According to the passage on metric naming below, why should duration metrics be stored in seconds rather than milliseconds?
Top of Quoted passage
In Micrometer: MeterFilter.maximumAllowableTags(...) caps tag values per meter; in OTel, a view can drop or rename attributes.

What-if — "Drop the label or aggregate it?" Drop if the dimension is useless (request ID). Aggregate-then-drop if the summed value matters but the breakdown doesn't (you want total request rate, not per-user). Relabeling is the firefighting tool; fixing the instrumentation is the cure.

Q: How do you put a guardrail on cardinality so the next bomb doesn't surprise you?¶

Monitor your monitoring. Alert on prometheus_tsdb_head_series crossing a budget. Track per-metric series with topk(10, count by (__name__)({__name__=~".+"})) and alert when any single metric crosses a threshold (a "cardinality tripwire" exporter). Set sample_limit/label_limit per scrape target as a hard ceiling. In CI, lint new instrumentation for known-bad label names (user_id, request_id, email, path). The principle: a cardinality budget defined before you need it, not discovered in the postmortem.

Naming, Units & Conventions¶

Q: Walk me through metric naming conventions and why they're not just style.¶

Naming is an API contract with every tool downstream — Grafana's auto-units, alerting libraries, and Prometheus tooling parse these conventions:

snake_case, lowercase: http_request_duration_seconds.
Subsystem prefix: db_query_duration_seconds, cache_evictions_total — groups related metrics, avoids collisions.
Counters end in _total: http_requests_total. Tooling identifies counters by this suffix.
Base SI units in the suffix: _seconds (never _ms), _bytes (never _kb), _ratio (0–1, never _percent). Grafana auto-formats; alert thresholds assume base units.
Don't bake label data into the name: http_requests_total{method="GET"}, not http_get_requests_total — otherwise you can't sum across methods without regex gymnastics.
Describe the thing, not the source: payment_authorizations_total survives refactors and reads well on a dashboard.

What-if — "Why seconds, not milliseconds? Milliseconds are more readable." Readability is a display concern Grafana handles. Storing in base SI units means every duration metric across your fleet is directly comparable and aggregatable — no per-metric unit conversion, no _ms here and _seconds there breaking a cross-service dashboard. The data stays canonical; the dashboard divides for humans.
Bottom of Quoted passage
Top of Records
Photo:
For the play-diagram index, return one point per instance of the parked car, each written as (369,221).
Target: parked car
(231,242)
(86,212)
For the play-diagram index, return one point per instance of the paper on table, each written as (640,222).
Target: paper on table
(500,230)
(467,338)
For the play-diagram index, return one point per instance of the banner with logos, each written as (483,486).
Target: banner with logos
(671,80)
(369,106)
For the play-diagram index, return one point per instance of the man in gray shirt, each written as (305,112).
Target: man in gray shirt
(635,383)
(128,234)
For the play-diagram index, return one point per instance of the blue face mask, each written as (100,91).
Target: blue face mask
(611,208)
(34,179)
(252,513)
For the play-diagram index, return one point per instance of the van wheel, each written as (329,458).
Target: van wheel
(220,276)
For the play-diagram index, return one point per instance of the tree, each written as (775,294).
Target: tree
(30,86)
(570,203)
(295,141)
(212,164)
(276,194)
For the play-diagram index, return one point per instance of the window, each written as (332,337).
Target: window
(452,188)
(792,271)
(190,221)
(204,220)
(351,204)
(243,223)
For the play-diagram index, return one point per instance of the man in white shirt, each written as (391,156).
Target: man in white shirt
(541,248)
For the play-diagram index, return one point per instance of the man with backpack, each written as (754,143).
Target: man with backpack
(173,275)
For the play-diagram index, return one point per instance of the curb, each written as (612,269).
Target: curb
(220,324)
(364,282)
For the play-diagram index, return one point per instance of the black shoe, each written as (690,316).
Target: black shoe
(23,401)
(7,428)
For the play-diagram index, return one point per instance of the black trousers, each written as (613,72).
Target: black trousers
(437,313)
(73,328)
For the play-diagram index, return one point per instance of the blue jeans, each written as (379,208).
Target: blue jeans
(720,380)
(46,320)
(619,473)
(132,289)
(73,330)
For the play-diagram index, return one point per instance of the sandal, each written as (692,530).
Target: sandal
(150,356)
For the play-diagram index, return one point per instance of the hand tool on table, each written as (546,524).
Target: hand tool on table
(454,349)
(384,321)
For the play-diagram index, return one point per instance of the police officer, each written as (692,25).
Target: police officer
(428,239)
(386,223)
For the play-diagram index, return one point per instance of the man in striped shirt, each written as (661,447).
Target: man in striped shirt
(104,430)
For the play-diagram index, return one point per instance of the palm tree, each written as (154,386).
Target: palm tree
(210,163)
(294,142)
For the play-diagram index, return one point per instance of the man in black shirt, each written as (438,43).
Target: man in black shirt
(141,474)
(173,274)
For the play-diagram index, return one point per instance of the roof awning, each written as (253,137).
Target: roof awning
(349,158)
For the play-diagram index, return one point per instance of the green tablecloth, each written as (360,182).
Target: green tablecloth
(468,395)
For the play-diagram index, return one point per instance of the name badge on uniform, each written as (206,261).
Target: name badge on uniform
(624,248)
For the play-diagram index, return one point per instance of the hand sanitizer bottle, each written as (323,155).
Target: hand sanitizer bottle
Bottom of Records
> [Output] Storing durations in base SI units makes every duration metric across the fleet directly comparable and aggregatable. There is no per-metric unit conversion and no mix of _ms and _seconds to break a cross-service dashboard. Readability is a display concern that Grafana handles, so the data stays canonical and the dashboard divides for humans.